■ **GIVEN TEXT**

Manage Your Firedrill Capacity

Ah, the firedrill – that urgent project that your team has to scramble to get done by the deadline.  Everywhere I have been, they are an inescapable fact of life.  “We just got a key customer meeting and we’ve got to have that demo ready!”  “There is a VP review of the project next week and we have to nail it!”  “I need this analysis done tonight for the board meeting – they said we have to cover this compete angle!”  “Our customer’s site is down and we have to get them back up ASAP – drop everything!”

Some of this is inevitable – things come up, so you have to rise to the occasion and get it done.  But some teams seem to exist in perpetual firedrill – life is just an endless succession of crises and it feels like a treadmill; you never get the chance to move forward on the really important projects that could be game changers, because you are running as fast as you can to handle the constant stream of do-it-now projects that bombard you.

How much you can control this problem depends on the role.  If your job is to fight fires (literal or metaphorical), then maybe the firedrill is what you do.  But if your work is more project-oriented, my guess is that a lot of them could have been anticipated and avoided.  That’s been my experience.  Test it for yourself – keep track of the firedrills you are pulled into for a couple of weeks, and look over the list.  How many of them really came out of the blue and could not have been avoided?

The Magic Wand: Designing Good Systems

Systems and processes can make life miserable and are one of the things that people complain most about.  They can get rigid, bureaucratic, and generally suck the spirit and energy out of life.  BUT … they are the critical tool that can eliminate firedrills, if they are done right.  What I’ve found is that you must design them thoughtfully, hone them until they cause the minimum of friction, and throw them out when they are no longer adding value. You probably will benefit from a system when something is predictable, repeated, and complex.

■ **GIVEN RECORDS**
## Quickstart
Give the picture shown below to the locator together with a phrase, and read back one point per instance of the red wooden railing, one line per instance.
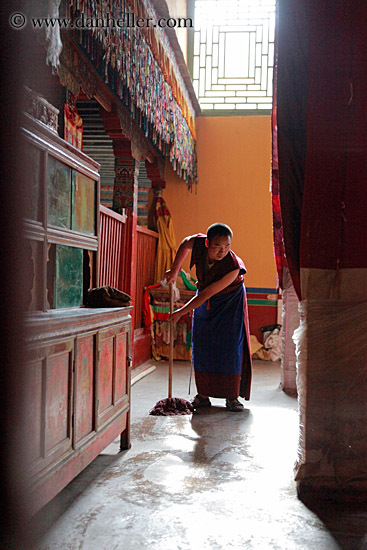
(145, 258)
(111, 257)
(111, 247)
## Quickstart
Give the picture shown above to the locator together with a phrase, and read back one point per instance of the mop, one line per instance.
(171, 406)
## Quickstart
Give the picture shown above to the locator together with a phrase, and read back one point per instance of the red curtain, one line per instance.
(321, 134)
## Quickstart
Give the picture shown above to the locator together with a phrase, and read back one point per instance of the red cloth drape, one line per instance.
(320, 135)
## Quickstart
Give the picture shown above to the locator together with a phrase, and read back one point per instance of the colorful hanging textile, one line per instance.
(139, 66)
(73, 124)
(166, 247)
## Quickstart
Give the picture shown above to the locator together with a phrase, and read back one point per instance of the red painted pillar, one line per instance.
(125, 198)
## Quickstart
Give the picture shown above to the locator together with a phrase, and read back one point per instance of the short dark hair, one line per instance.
(218, 230)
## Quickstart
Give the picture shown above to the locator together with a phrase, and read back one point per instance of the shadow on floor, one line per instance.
(50, 513)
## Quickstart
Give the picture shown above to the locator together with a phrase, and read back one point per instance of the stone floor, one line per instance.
(215, 480)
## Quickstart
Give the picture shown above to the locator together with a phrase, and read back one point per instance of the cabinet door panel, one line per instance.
(112, 373)
(34, 412)
(105, 375)
(84, 387)
(58, 402)
(120, 371)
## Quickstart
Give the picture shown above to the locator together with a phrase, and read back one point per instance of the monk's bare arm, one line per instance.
(204, 295)
(182, 251)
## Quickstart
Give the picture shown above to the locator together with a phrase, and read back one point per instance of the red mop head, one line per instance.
(172, 406)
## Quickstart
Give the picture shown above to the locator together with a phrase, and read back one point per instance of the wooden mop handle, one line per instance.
(170, 363)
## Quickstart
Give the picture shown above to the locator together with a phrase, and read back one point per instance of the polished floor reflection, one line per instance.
(215, 480)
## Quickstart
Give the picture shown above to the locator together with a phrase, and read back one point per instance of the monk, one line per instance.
(220, 332)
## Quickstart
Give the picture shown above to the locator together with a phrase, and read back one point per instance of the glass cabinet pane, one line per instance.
(68, 286)
(32, 184)
(59, 193)
(83, 209)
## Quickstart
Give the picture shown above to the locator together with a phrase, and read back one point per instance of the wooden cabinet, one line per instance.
(78, 392)
(78, 359)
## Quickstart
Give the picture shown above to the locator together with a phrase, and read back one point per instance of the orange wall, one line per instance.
(234, 178)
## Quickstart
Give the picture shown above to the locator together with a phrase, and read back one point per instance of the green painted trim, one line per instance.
(262, 302)
(239, 112)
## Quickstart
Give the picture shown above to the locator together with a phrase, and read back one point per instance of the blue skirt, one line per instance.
(218, 339)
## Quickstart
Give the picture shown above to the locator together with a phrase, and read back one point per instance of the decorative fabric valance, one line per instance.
(138, 66)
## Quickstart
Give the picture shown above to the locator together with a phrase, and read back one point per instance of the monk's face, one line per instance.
(218, 247)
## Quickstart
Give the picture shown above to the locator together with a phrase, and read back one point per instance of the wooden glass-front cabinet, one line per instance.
(78, 358)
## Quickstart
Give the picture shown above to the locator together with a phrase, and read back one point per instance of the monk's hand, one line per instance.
(170, 276)
(175, 316)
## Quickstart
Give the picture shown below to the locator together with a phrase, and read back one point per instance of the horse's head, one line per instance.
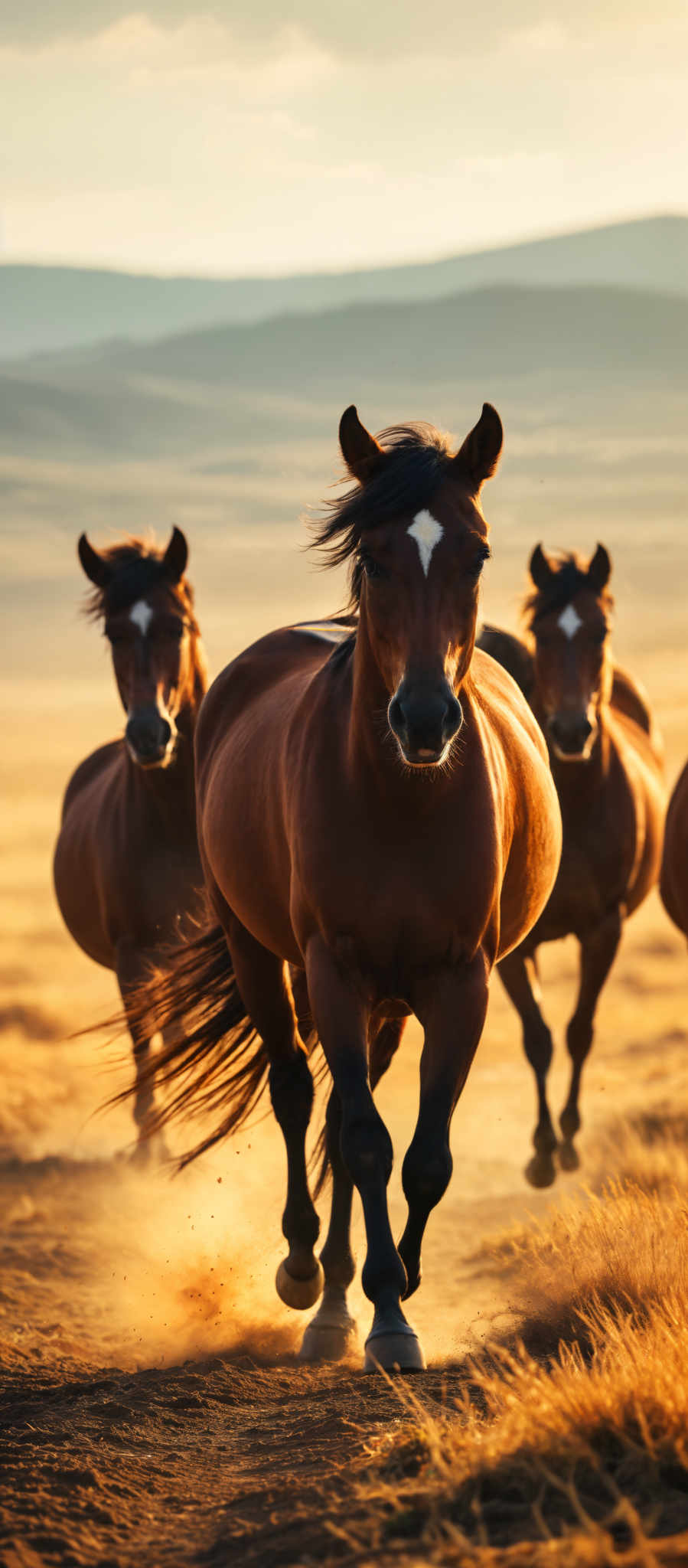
(146, 607)
(420, 543)
(569, 622)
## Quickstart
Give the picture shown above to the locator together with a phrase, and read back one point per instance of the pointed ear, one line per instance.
(97, 570)
(540, 568)
(480, 453)
(176, 557)
(599, 570)
(359, 449)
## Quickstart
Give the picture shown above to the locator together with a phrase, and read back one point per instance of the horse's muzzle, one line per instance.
(149, 737)
(571, 736)
(423, 724)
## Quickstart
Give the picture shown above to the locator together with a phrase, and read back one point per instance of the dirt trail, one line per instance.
(152, 1407)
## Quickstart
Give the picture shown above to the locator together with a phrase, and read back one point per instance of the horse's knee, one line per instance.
(579, 1037)
(366, 1147)
(538, 1048)
(292, 1092)
(427, 1173)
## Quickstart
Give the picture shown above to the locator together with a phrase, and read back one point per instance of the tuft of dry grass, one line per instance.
(571, 1445)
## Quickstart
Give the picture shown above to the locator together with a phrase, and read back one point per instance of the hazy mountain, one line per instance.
(51, 308)
(572, 348)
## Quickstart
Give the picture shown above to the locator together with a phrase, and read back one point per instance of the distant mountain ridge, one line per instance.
(577, 347)
(46, 309)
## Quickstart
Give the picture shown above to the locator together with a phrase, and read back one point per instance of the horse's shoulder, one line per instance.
(631, 706)
(90, 769)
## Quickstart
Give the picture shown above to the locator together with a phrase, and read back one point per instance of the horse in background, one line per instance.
(674, 863)
(383, 818)
(127, 866)
(607, 764)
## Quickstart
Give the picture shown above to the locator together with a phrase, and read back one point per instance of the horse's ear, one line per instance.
(359, 449)
(480, 453)
(540, 568)
(97, 570)
(599, 570)
(176, 557)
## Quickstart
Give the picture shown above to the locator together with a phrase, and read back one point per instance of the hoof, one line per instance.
(300, 1292)
(392, 1346)
(569, 1123)
(541, 1170)
(331, 1331)
(569, 1158)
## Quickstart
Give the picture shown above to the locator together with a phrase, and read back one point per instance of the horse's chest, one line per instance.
(405, 903)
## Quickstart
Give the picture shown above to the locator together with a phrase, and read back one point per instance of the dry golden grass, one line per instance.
(576, 1449)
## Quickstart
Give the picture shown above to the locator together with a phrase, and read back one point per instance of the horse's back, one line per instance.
(272, 673)
(674, 864)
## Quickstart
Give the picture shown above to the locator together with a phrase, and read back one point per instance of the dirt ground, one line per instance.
(152, 1407)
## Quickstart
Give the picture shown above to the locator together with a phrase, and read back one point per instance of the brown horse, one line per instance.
(674, 863)
(126, 861)
(380, 815)
(608, 772)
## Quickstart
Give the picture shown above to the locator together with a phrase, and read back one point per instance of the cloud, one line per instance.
(361, 28)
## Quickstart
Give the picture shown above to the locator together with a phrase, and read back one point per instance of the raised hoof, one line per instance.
(541, 1170)
(568, 1156)
(300, 1292)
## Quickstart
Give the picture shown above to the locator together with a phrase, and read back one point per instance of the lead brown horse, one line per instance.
(607, 766)
(674, 863)
(381, 818)
(127, 866)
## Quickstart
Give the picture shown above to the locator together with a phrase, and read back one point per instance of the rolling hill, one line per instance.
(52, 308)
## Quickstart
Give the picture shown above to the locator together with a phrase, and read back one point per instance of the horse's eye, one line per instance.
(478, 562)
(372, 568)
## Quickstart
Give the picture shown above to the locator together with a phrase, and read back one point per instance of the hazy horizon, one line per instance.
(231, 143)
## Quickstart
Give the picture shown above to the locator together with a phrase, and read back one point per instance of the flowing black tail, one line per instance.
(212, 1057)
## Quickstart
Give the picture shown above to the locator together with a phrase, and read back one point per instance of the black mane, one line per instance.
(568, 577)
(417, 460)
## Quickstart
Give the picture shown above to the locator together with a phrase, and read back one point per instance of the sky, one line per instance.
(273, 139)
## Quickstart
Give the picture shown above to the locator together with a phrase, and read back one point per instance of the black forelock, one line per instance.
(137, 570)
(566, 579)
(416, 462)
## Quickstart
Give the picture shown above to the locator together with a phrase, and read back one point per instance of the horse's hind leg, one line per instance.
(452, 1011)
(130, 971)
(598, 952)
(267, 996)
(520, 984)
(333, 1328)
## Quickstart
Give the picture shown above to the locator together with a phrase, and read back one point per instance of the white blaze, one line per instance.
(142, 615)
(569, 622)
(427, 534)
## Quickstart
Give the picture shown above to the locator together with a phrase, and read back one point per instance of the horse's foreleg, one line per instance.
(333, 1328)
(129, 971)
(267, 996)
(342, 1020)
(520, 984)
(598, 952)
(452, 1011)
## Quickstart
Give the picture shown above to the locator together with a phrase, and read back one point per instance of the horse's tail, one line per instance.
(212, 1057)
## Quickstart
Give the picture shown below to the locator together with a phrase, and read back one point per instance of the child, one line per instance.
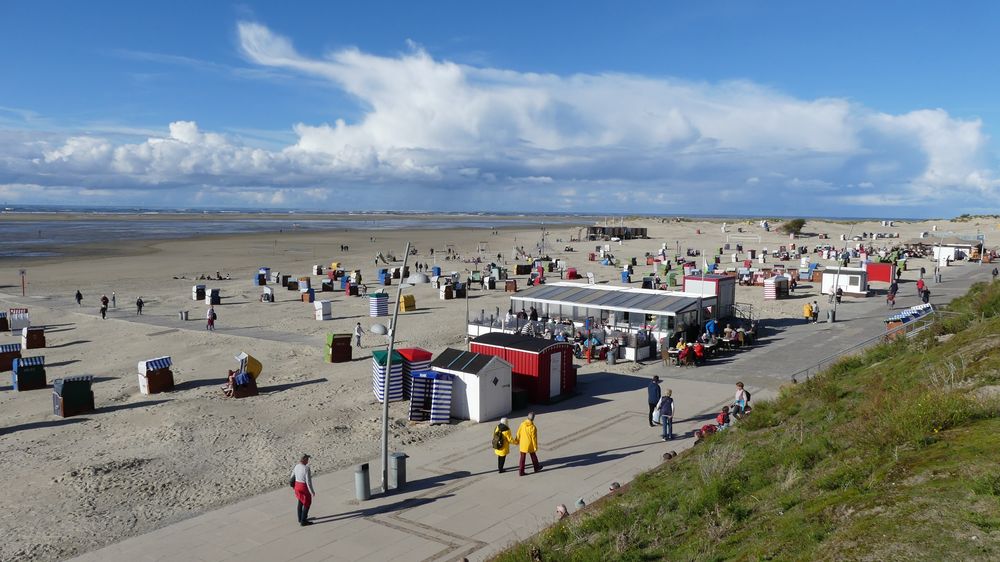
(722, 420)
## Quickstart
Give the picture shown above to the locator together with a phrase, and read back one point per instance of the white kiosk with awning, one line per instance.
(624, 309)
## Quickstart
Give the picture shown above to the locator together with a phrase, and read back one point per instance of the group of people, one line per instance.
(662, 410)
(106, 302)
(526, 440)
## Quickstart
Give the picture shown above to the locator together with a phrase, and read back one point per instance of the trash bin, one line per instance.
(397, 471)
(362, 489)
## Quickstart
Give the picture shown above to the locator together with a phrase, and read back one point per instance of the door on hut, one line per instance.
(555, 368)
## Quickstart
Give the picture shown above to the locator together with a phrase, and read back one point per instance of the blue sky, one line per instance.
(852, 108)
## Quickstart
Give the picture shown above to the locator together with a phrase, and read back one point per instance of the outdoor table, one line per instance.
(674, 355)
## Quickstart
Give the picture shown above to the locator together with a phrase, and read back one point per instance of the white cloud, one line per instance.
(435, 126)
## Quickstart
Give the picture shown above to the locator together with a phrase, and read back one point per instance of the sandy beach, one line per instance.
(140, 462)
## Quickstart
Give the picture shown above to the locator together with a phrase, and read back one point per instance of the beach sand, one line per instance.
(140, 462)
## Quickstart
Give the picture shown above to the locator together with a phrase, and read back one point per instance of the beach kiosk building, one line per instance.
(544, 368)
(723, 287)
(481, 390)
(624, 309)
(853, 280)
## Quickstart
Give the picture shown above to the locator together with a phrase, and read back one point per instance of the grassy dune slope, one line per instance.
(890, 455)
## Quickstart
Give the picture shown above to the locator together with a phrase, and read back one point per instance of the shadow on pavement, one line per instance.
(409, 503)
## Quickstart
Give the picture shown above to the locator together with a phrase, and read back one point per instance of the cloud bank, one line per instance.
(439, 135)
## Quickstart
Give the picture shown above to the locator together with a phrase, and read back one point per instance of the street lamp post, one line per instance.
(385, 380)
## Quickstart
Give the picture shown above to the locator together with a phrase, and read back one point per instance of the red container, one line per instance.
(879, 272)
(542, 367)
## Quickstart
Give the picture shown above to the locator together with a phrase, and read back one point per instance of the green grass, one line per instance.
(889, 455)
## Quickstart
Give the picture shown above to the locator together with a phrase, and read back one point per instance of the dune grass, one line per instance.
(893, 454)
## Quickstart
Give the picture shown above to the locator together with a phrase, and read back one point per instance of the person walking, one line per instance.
(301, 481)
(358, 330)
(667, 415)
(741, 401)
(653, 396)
(527, 441)
(502, 441)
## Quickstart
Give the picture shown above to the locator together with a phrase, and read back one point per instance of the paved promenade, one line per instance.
(456, 505)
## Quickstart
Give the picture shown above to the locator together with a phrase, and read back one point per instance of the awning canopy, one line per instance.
(623, 299)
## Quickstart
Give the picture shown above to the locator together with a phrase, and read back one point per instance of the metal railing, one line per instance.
(908, 330)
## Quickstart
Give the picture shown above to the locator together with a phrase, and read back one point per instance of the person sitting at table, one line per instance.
(699, 353)
(684, 356)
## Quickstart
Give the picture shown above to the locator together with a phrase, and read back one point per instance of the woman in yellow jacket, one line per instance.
(502, 437)
(527, 440)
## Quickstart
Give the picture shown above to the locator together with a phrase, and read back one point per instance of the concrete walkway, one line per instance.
(456, 505)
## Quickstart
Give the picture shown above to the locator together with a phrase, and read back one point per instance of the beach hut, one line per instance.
(8, 353)
(879, 272)
(212, 297)
(853, 281)
(260, 278)
(408, 303)
(414, 359)
(723, 287)
(17, 319)
(28, 373)
(542, 367)
(395, 375)
(324, 310)
(72, 396)
(338, 348)
(378, 304)
(432, 396)
(482, 386)
(33, 337)
(776, 287)
(155, 375)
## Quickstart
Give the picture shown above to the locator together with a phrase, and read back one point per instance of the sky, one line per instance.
(870, 109)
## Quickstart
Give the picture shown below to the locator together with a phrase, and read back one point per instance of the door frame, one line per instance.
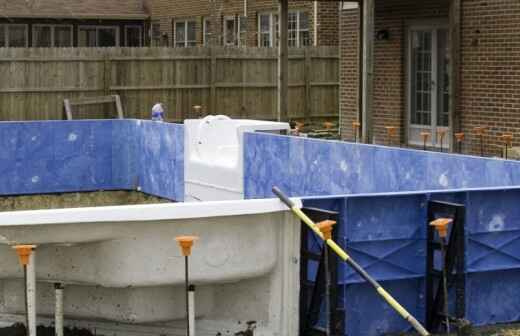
(427, 24)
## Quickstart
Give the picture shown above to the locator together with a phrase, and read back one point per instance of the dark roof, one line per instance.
(116, 9)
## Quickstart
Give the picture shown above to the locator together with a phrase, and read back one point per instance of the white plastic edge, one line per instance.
(143, 212)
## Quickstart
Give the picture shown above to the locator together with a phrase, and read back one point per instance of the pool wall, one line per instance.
(383, 220)
(73, 156)
(310, 167)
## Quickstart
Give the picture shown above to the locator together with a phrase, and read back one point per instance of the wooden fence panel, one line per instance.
(233, 81)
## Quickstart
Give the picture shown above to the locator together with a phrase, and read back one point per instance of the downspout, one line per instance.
(315, 23)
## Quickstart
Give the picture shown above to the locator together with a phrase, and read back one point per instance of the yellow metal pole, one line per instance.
(346, 258)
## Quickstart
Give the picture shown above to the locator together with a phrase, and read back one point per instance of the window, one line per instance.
(133, 36)
(230, 31)
(47, 36)
(298, 29)
(267, 30)
(98, 36)
(13, 35)
(207, 31)
(155, 32)
(242, 30)
(185, 34)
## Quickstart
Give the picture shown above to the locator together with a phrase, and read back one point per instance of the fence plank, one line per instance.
(240, 82)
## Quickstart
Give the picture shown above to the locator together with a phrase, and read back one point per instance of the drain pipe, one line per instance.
(58, 311)
(186, 243)
(26, 257)
(191, 309)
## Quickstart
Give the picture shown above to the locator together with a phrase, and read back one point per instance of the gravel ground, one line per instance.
(498, 330)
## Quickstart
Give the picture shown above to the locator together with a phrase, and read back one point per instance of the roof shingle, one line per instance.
(73, 8)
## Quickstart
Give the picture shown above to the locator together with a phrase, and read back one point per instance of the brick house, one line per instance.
(184, 23)
(72, 23)
(437, 65)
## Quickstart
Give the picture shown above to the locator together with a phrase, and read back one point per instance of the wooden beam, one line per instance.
(368, 70)
(455, 62)
(283, 61)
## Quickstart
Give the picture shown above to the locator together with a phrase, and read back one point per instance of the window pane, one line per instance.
(107, 37)
(2, 36)
(133, 36)
(62, 36)
(292, 29)
(192, 36)
(230, 32)
(207, 31)
(17, 36)
(87, 37)
(180, 34)
(42, 37)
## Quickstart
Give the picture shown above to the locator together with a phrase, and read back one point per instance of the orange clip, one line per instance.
(441, 225)
(459, 136)
(392, 130)
(479, 130)
(328, 125)
(507, 138)
(186, 243)
(24, 252)
(326, 228)
(425, 136)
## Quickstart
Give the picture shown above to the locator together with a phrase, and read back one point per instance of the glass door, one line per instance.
(428, 86)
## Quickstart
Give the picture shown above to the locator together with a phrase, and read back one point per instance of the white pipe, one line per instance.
(31, 294)
(58, 311)
(315, 23)
(191, 310)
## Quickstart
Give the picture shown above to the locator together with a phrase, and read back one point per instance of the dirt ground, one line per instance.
(498, 330)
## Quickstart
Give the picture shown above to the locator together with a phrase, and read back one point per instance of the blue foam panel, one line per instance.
(311, 167)
(74, 156)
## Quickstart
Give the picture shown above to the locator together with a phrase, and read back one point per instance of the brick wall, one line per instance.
(389, 62)
(348, 93)
(490, 73)
(164, 11)
(490, 67)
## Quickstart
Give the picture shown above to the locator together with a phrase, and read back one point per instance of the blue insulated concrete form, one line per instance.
(382, 195)
(72, 156)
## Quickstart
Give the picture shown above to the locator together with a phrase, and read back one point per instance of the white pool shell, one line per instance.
(121, 263)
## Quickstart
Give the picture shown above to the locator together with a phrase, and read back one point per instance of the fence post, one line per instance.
(107, 79)
(308, 100)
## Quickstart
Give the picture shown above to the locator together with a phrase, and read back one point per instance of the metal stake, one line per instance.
(186, 243)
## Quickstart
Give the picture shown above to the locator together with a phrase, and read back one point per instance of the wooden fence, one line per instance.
(235, 82)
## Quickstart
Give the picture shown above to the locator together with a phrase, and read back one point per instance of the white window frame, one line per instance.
(97, 33)
(435, 26)
(205, 32)
(186, 41)
(6, 33)
(235, 31)
(53, 27)
(298, 13)
(272, 29)
(140, 34)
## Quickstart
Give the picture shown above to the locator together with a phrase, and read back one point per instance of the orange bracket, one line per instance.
(425, 136)
(186, 243)
(479, 130)
(326, 228)
(507, 138)
(328, 125)
(391, 130)
(24, 252)
(460, 136)
(441, 225)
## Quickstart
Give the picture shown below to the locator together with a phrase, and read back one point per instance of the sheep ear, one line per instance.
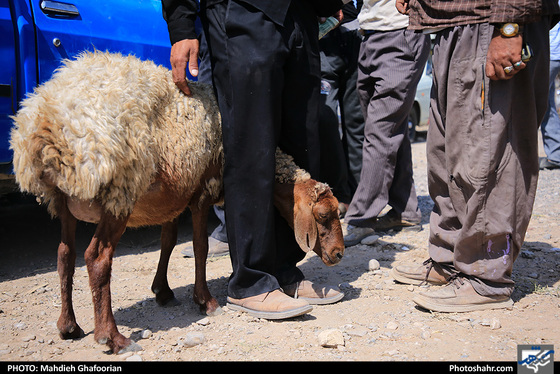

■ **QUESTIONS**
1. In the piece on managing firedrill capacity, when will you probably benefit from a system?
2. Write the next part of the piece on managing firedrill capacity, picking up after its final sentence.
Ignore the rows; they have nothing to do with what comes next.

■ **RESPONSES**
1. When something is predictable, repeated, and complex.

2.
  • Predictable: hey, it’s a new year and we have to get our plan landed – wow, who could have seen that coming?  Excuse me, but it’s been on the Gregorian calendar for around 430 years, so this really shouldn’t catch you by surprise.
  • Repeated: if you do something once, then designing a system may or may not pay off.  If you do it over and over again, you don’t want to lose the hard-won lessons of the past.  Figure out how to do it well and bake it into a system so that you don’t have to think about it.  We’d never be able to function as human beings if our bodies didn’t do this constantly – we couldn’t walk, talk, eat, read, or write.  We spend much of our early childhood evolving our neural systems to master the key activities needed for life – think about how helpless an infant is.  Reinventing the wheel every time you do something keeps your team in perpetual infancy.
  • Complex: if it’s trivial, you may (may!) not need to remember how to do it.  But as things get complex, you are wasting enormous amounts of time and operating very inefficiently if you don’t capture that knowledge into a system.

Firedrills are a great indicator that you need to do something – jotting down a line or two about each one will take you less than a minute a day and looking the list over will help you diagnose places where you have a missing system or a failing one.

Don’t Waste Your Firedrill Capacity

Every team has some capacity to absorb firedrills.  That capacity increases as people are more committed to the mission.  It increases with confidence in the team leadership – people figure that if the leaders say something is important, it probably is.  But if you burn through that capacity too often, or you waste it on things that are obviously just screw-ups in planning that could have been prevented, you’ll pay the price.  People will get grumpy, cynical, burned out .. and eventually will leave the team.

So manage that capacity.  Fill the tank by fostering trust and commitment.  Avoid burning it up on dumb things that you could have avoided with some thoughtful planning.  Come clean when you screwed up and the team has to pay for your mistake.  And then when you really do need them to commit heart and soul to pulling off something heroic, the team will be right there with you, ready to dig deep and gut it out.